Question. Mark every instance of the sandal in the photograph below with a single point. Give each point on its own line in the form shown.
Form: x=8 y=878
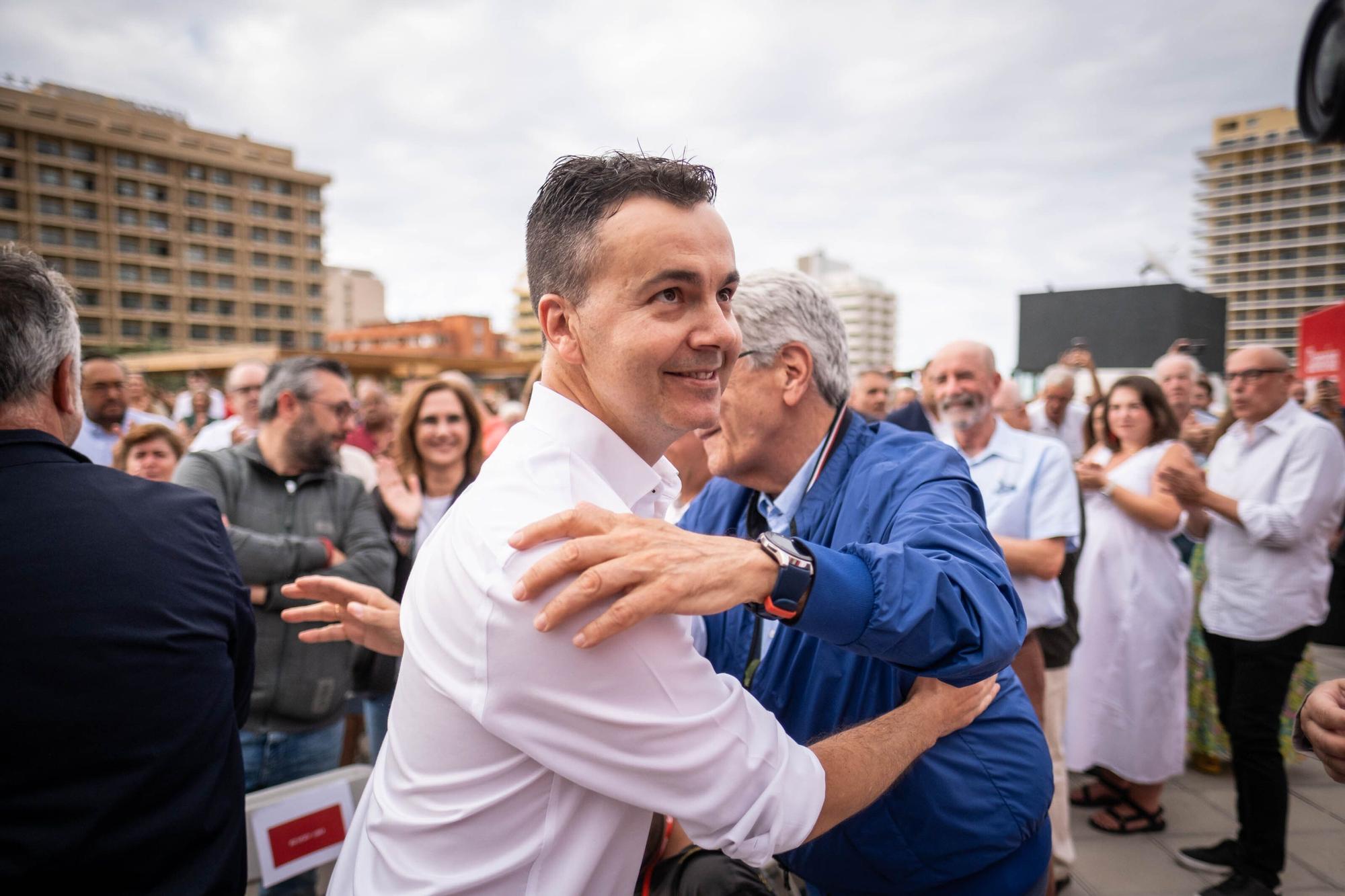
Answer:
x=1151 y=822
x=1091 y=798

——————

### [AIM]
Repeat the data above line for line, without any change, and leave out the pictures.

### [SOLVED PROBLEM]
Question. Mark every instance of the sandal in the photograph below with a single point. Give each point on its own line in the form shown.
Form: x=8 y=878
Answer:
x=1151 y=822
x=1091 y=798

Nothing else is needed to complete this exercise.